Reiterando sua jurisprudência, a Suprema Corte dos Estados Unidos (SCOTUS) decidiu que o exame de alcoolemia pode ser feito contra a vontade do motorista que dirige embriagado.
A decisão foi tomada pela SCOTUS em 17 de abril de 2013 no caso Missouri v. McNeely.
Nos EUA, havendo justa causa, o juiz competente pode obrigar o suspeito a fornecer amostra de material biológico (sangue ou urina) para o exame de alcoolemia. A realização da coleta, baseada na existência de fundado motivo, aferido por um magistrado independente, não viola a 4ª Emenda à Constituição americana, que integra o Bill of Rights de 1789:
The right of the people to be secure in their persons, houses, papers, and effects, against unreasonable searches and seizures, shall not be violated, and no Warrants shall issue, but upon probable cause, supported by Oath or affirmation, and particularly describing the place to be searched, and the persons or things to be seized.
Além disso, segundo aquela Corte, excepcionalmente, a Polícia americana pode providenciar a “apreensão” do material orgânico diretamente, sem mandado (warrantless search), quando estiver diante de uma situação de “agora ou nunca”.
No Brasil, a posição que tem prevalecido é a de que isto não seria possível, nem com ordem judicial, pois violaria a garantia contra a auto-incriminação. Este foi o entendimento da Procuradoria-Geral da República (PGR), do qual divirjo, no pronunciamento que lançou na ADI 4103 (aqui). De acordo com a Resolução 432/2013 do Contran somente é obrigatória “a realização do exame de alcoolemia para as vítimas fatais de acidentes de trânsito“.
No caso Missouri v. McNeely (2013) (aqui), a SCOTUS rediscutia se é possível a coleta involuntária de sangue sem mandado judicial. Este ponto é fundamental: não foi objeto de debate a possibilidade de o Judiciário americano obrigar o suspeito a fornecer amostras de sangue. Isto é factível há muito tempo: desde que haja justa causa (probable cause) expede-se um mandado judicial (warrant). O tema a ser decidido, portanto, era mais restrito: se a Polícia poderia obter coercitivamente tal prova biológica, sem mandado.
Em Schmerber v. California (1966) (aqui), a Suprema Corte americana confirmou a validade de um teste de alcoolemia realizado sem mandado judicial, para a comprovação de que o suspeito dirigia embriagado. Na ocasião, o policial que prendeu Schmerber “might reasonably have believed that he was confronted with an emergency, in which the delay necessary to obtain a warrant, under the circumstances, threatened the destruction of evidence.”
Tyler G. McNeely foi preso por dirigir em estado de embriaguez (drunk driving ou drive under influence) em outubro de 2010. O motorista recusou-se a soprar o etilômetro e a submeter-se a exame de sangue. Mesmo não dispondo de um mandado, o policial Mark Winder ordenou que profissionais médicos fizessem a coleta hematológica. Segundo McNeely, o Estado violou o seu direito constitucional de não ser submetido a “buscas e apreensões” injustificadas, conforme a 4ª Emenda. O Ministério Público do Estado do Missouri rebateu a tese defensiva, alegando que a ação do seu policial fora legítima porque caía na exceção das “exigent circumstances”, algo como o estado de necessidade que surge em situações de flagrante delito, incêndio ou desastre, tal como se vê no art. 5º, inciso XI, da Constituição brasileira.

****

Transcreva do texto sobre o exame de alcoolemia a passagem que começa nas palavras "Reiterando sua jurisprudência, a" e termina logo após as palavras "que dirige embriagado.". As entradas não guardam relação com o texto sobre o exame de alcoolemia.

[Entradas do conjunto de dados]
****

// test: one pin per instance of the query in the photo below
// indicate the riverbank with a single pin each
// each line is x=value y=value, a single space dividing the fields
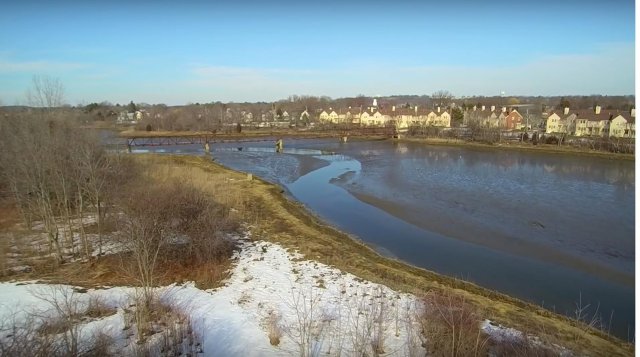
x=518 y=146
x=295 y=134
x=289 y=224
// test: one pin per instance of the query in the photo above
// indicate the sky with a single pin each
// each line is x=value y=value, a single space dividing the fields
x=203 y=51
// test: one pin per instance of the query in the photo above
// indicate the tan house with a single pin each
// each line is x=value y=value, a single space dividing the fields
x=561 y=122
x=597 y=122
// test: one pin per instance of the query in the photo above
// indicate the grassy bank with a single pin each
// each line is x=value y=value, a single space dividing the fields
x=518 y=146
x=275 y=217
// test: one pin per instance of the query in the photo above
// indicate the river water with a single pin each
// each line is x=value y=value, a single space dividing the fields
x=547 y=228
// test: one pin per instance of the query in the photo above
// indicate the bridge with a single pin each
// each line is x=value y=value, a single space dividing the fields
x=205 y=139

****

### RESPOSTA AO EXERCÍCIO
Reiterando sua jurisprudência, a Suprema Corte dos Estados Unidos (SCOTUS) decidiu que o exame de alcoolemia pode ser feito contra a vontade do motorista que dirige embriagado.